* SET TASK: Can you reproduce every line of the entries below in full, with each coordinate in the answers offset by adding 97?

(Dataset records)

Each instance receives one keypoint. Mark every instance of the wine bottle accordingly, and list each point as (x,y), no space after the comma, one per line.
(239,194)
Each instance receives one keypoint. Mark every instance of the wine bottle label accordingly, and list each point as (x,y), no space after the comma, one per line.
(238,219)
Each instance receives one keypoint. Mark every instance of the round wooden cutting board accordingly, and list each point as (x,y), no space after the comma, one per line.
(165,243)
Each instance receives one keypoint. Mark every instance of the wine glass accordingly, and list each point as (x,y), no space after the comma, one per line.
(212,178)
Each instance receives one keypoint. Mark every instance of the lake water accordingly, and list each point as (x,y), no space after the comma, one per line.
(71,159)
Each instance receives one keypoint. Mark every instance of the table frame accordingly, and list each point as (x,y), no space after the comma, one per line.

* FINAL RESULT:
Each instance receives one keypoint. Mark every instance of the wine bottle accordingly, and list each point as (x,y), no space after the comma, one per line.
(336,291)
Each instance receives one keypoint. Mark every instance of the wine bottle label accordingly, and list each point as (x,y), no space after the comma, one per line.
(335,316)
Each instance receives one keypoint. Mark every instance of the round wooden cutting board accordingly, and list each point as (x,y), no space after the comma, one per line.
(262,340)
Each instance receives one keypoint. Mark every instance of the wine glass accordingly, and list each point as (x,y), no space after the comma, one per line.
(309,275)
Each instance receives one keypoint. Mark every instance of the lake water accordingly, and list each point as (x,y), no space after the comma, one per line.
(168,256)
Each instance receives one keypoint. Mark every instance of the table frame accordingly, and list each point as (x,y), no space after the comma, one per line.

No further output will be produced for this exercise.